■ **DIRECTIONS FOR THIS TASK**
Keep each line of the material that includes "stem", and leave out the rest.

● ● ● ●

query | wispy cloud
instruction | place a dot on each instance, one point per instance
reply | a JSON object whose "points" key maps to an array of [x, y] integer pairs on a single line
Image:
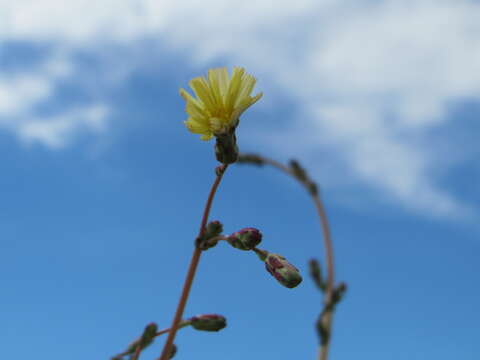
{"points": [[371, 78]]}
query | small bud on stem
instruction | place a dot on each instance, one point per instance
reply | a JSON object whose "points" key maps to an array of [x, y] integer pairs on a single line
{"points": [[245, 239], [208, 322]]}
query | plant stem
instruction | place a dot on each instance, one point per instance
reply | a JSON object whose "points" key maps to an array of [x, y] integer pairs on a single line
{"points": [[192, 268], [327, 241]]}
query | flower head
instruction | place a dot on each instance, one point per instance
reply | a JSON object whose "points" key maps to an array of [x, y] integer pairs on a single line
{"points": [[219, 102], [285, 273]]}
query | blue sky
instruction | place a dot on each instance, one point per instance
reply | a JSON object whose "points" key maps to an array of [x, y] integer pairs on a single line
{"points": [[104, 187]]}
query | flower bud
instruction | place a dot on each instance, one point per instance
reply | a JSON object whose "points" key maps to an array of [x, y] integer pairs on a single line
{"points": [[245, 239], [208, 322], [286, 274], [212, 230], [145, 340]]}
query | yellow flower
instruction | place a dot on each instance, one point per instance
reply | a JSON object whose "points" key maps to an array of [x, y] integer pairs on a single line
{"points": [[219, 101]]}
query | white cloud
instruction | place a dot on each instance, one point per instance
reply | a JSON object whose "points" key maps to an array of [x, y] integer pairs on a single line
{"points": [[56, 131], [372, 77]]}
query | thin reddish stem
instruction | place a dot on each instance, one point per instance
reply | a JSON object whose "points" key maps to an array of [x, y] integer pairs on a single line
{"points": [[191, 269], [328, 244]]}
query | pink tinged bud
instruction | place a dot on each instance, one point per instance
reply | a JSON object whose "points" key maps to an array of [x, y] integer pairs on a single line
{"points": [[245, 239], [208, 322], [285, 273]]}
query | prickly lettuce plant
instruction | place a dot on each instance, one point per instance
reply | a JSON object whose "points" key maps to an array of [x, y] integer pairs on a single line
{"points": [[214, 112]]}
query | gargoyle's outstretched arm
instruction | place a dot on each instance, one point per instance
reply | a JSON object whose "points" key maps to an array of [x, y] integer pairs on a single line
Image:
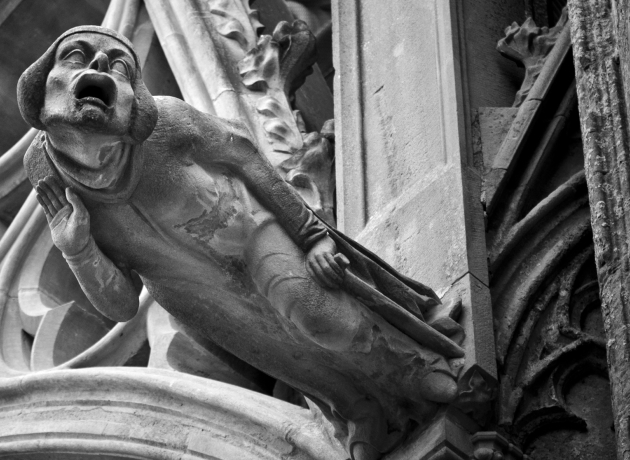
{"points": [[109, 289], [224, 142]]}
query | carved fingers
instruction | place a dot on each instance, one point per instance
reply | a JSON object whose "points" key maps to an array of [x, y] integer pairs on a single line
{"points": [[324, 266], [68, 219], [51, 197]]}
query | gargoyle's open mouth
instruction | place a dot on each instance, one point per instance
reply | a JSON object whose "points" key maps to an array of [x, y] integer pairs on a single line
{"points": [[96, 88]]}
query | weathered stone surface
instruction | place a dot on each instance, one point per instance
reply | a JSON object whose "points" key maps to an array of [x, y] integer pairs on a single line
{"points": [[249, 259], [600, 44], [148, 414]]}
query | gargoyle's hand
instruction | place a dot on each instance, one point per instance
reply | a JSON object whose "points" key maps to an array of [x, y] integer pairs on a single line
{"points": [[68, 219], [325, 265]]}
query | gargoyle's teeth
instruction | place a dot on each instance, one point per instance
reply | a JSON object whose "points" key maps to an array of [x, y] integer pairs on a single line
{"points": [[96, 92], [94, 87]]}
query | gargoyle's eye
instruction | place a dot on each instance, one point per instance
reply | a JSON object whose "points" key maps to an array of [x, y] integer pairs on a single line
{"points": [[120, 67], [76, 56]]}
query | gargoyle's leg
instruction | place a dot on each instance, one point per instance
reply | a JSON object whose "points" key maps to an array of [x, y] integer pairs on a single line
{"points": [[338, 322]]}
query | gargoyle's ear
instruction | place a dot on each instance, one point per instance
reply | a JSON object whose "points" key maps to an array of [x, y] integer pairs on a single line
{"points": [[144, 115], [32, 88]]}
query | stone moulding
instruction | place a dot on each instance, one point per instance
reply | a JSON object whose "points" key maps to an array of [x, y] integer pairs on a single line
{"points": [[151, 414]]}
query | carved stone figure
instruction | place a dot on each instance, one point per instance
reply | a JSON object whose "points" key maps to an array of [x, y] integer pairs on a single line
{"points": [[137, 188]]}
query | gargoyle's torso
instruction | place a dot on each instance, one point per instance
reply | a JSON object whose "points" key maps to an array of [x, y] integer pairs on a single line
{"points": [[184, 222]]}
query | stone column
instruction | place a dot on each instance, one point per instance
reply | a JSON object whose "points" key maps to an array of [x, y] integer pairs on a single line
{"points": [[406, 185], [601, 50]]}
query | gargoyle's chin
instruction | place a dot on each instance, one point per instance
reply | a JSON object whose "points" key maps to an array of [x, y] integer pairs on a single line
{"points": [[92, 116]]}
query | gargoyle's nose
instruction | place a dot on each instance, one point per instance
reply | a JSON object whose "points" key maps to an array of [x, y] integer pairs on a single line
{"points": [[100, 62]]}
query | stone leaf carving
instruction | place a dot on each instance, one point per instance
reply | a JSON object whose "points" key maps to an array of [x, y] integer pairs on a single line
{"points": [[229, 23], [277, 66], [528, 45], [310, 171], [280, 61]]}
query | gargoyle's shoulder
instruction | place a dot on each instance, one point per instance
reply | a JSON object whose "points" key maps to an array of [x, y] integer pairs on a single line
{"points": [[36, 164], [180, 121]]}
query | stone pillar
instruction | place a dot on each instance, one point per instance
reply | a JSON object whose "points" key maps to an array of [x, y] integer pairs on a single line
{"points": [[601, 50], [406, 185]]}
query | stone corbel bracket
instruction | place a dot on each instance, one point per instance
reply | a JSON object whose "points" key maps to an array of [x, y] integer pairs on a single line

● ● ● ●

■ **EXERCISE RESULT**
query | small bud on stem
query | plant stem
query | thin reddish stem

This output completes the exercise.